DOCUMENT EXCERPT:

Now, as for myself, during my high school and junior college years, I worked as a projectionist at several local theaters.
Once, during a packed screening of Road House in a relatively small auditorium, we got complaints that a young couple sitting in the middle of the house were becoming a bit too randy in their behavior. The ushers who went in to take care of the situation swore up and down that they found the pair engaged in full-on coitus! Needless to say, they were tossed out.
Another time in the same theater, I was pitching in as an usher while my pal Steve was assigned to the projection booth. Now, Steve was always a bit too interested in flirting with the concessionaires, so he wasn't always upstairs minding the machines. Anyway, a customer came out to the lobby to complain about a "bug" on one of the screens.
Steve and I shot each other an amused look. Probably just a bit of dust in the gate.
I heard Steve shouting from the booth and ran up after him. By the time I arrived, the shouts had dissolved into near-helpless laughter. Sure enough, a cockroach had somehow crawled into the light path and died! And there it was, 20 feet tall, blocking out 80% of Life with Mikey or whatever cheap picture we had playing at the time.

CHALLENGE:
Answer these questions about the projectionist anecdote above:
(a) Which film was showing when ushers were sent in about the young couple?
(b) Who was assigned to the projection booth while the narrator helped out as an usher?
(c) How tall did the cockroach appear on the screen?

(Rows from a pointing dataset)
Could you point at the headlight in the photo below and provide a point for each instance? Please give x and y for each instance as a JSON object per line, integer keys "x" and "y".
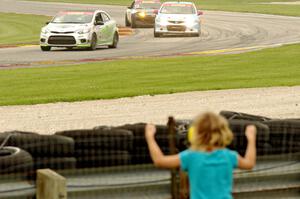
{"x": 191, "y": 22}
{"x": 142, "y": 14}
{"x": 45, "y": 30}
{"x": 84, "y": 31}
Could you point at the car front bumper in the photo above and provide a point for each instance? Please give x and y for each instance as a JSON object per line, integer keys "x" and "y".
{"x": 171, "y": 28}
{"x": 65, "y": 40}
{"x": 145, "y": 20}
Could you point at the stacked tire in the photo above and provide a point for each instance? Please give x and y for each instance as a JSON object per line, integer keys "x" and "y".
{"x": 284, "y": 136}
{"x": 240, "y": 142}
{"x": 15, "y": 163}
{"x": 101, "y": 147}
{"x": 140, "y": 152}
{"x": 48, "y": 151}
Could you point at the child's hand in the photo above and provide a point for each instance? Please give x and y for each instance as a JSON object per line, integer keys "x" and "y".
{"x": 150, "y": 131}
{"x": 251, "y": 133}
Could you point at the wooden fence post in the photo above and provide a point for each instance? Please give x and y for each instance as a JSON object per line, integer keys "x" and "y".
{"x": 50, "y": 185}
{"x": 173, "y": 150}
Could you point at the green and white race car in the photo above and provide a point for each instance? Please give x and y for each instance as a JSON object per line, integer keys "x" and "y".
{"x": 85, "y": 28}
{"x": 142, "y": 13}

ANSWER TO THE PROBLEM:
(a) Road House
(b) Steve
(c) 20 feet tall